Written request.
Show every row below that contains the word "floor", copying each of those rows in full. Matching is case-sensitive.

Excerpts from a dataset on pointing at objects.
• • • • •

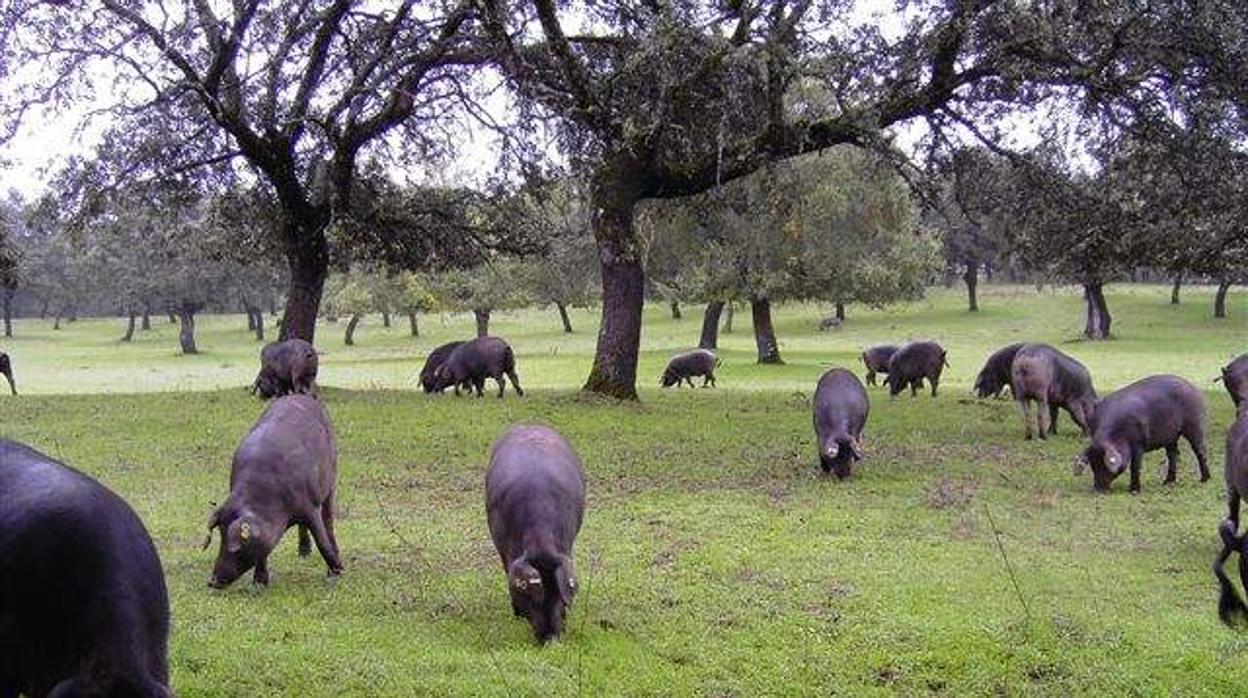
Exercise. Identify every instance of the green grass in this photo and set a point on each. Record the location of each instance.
(714, 560)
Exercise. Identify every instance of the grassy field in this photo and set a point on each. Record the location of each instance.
(714, 560)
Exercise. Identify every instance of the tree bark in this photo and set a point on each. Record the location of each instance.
(615, 190)
(186, 335)
(971, 276)
(130, 329)
(1098, 319)
(764, 332)
(1219, 299)
(710, 325)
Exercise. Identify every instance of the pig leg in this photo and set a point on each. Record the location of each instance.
(328, 551)
(305, 542)
(516, 381)
(1196, 440)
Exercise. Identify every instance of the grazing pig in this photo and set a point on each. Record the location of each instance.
(685, 366)
(534, 503)
(1231, 606)
(1145, 416)
(996, 373)
(876, 361)
(472, 362)
(1234, 377)
(286, 367)
(1052, 380)
(437, 357)
(6, 368)
(841, 408)
(82, 603)
(914, 362)
(283, 475)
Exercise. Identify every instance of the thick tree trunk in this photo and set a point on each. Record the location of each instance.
(615, 190)
(971, 276)
(710, 325)
(482, 316)
(764, 334)
(307, 255)
(1219, 299)
(1098, 319)
(130, 329)
(186, 335)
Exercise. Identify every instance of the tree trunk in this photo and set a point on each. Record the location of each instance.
(710, 325)
(615, 189)
(971, 276)
(482, 316)
(130, 329)
(307, 255)
(1219, 299)
(1097, 311)
(764, 334)
(186, 335)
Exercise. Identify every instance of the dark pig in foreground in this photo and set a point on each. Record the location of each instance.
(685, 366)
(436, 358)
(6, 368)
(841, 408)
(1234, 377)
(876, 361)
(1052, 380)
(996, 373)
(283, 475)
(1145, 416)
(82, 603)
(286, 367)
(534, 503)
(1231, 604)
(477, 360)
(914, 362)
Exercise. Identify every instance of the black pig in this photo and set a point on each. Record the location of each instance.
(914, 362)
(841, 408)
(1234, 377)
(1145, 416)
(876, 361)
(685, 366)
(534, 503)
(1052, 380)
(286, 367)
(996, 373)
(472, 362)
(84, 609)
(283, 475)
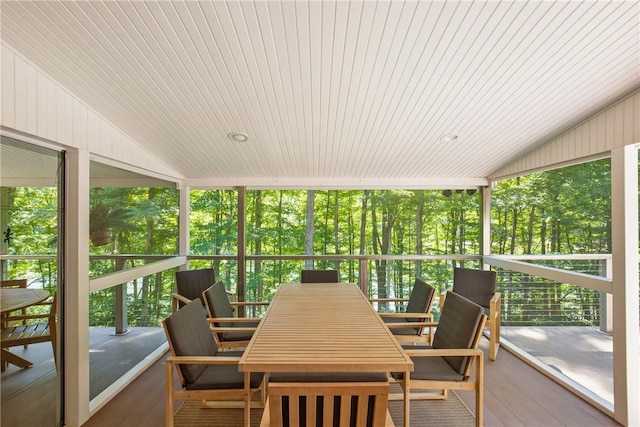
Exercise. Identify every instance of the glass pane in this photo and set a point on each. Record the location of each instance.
(133, 222)
(29, 216)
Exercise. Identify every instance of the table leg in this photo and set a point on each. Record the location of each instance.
(407, 398)
(14, 359)
(247, 398)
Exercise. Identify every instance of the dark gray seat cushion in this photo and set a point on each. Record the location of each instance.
(220, 306)
(457, 329)
(419, 300)
(431, 368)
(304, 377)
(223, 377)
(189, 334)
(319, 276)
(191, 283)
(478, 286)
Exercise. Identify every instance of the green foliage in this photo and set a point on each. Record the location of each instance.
(562, 211)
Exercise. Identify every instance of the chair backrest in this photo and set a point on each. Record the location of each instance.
(328, 403)
(478, 286)
(217, 302)
(319, 276)
(188, 334)
(460, 326)
(420, 299)
(191, 283)
(15, 283)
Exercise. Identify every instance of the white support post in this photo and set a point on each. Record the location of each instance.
(76, 304)
(624, 212)
(485, 231)
(183, 220)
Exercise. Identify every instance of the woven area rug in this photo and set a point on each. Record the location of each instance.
(450, 412)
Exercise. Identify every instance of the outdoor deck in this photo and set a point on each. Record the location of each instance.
(515, 393)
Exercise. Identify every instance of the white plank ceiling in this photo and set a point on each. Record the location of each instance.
(331, 91)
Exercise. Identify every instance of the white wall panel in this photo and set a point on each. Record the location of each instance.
(35, 104)
(7, 63)
(614, 127)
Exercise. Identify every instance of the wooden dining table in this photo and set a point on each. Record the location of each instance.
(12, 299)
(323, 327)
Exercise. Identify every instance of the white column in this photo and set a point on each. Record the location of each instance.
(76, 307)
(183, 222)
(624, 212)
(485, 224)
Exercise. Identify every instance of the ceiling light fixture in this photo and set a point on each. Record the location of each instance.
(238, 137)
(449, 138)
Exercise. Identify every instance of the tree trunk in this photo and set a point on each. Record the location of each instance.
(308, 237)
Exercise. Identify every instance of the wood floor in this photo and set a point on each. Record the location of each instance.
(515, 395)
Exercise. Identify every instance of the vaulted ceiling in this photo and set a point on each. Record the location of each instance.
(335, 90)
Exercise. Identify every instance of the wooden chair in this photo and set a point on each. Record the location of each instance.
(479, 286)
(190, 284)
(206, 374)
(410, 324)
(229, 330)
(32, 333)
(446, 365)
(16, 283)
(327, 400)
(319, 276)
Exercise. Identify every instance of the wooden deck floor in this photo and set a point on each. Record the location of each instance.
(515, 395)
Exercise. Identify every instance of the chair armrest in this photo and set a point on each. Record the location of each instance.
(407, 316)
(234, 319)
(27, 317)
(203, 360)
(249, 303)
(175, 298)
(225, 329)
(388, 300)
(441, 352)
(495, 299)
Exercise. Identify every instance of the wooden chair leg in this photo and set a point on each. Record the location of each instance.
(169, 395)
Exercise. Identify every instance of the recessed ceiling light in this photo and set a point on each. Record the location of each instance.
(449, 138)
(238, 137)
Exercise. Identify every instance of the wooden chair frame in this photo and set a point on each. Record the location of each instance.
(423, 320)
(15, 283)
(12, 336)
(273, 416)
(209, 398)
(493, 321)
(240, 324)
(473, 382)
(218, 398)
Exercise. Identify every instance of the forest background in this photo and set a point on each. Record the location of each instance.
(563, 211)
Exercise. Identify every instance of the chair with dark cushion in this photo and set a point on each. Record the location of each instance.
(446, 365)
(229, 330)
(319, 276)
(205, 373)
(190, 284)
(479, 286)
(37, 328)
(410, 324)
(327, 399)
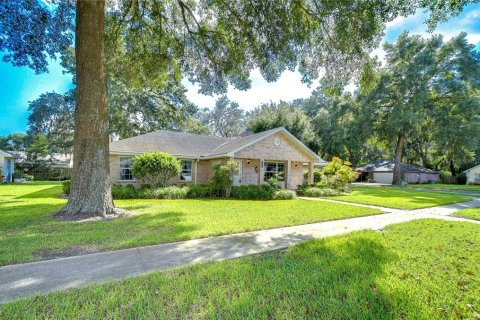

• • • • •

Reply to the task.
Exercise. Identify every instance of the wood floor in this photo and set a point on each. Record the location of each instance.
Exercise. Identify every instance of the wooden deck floor in this photo and set a point on each. Record the location of each instance.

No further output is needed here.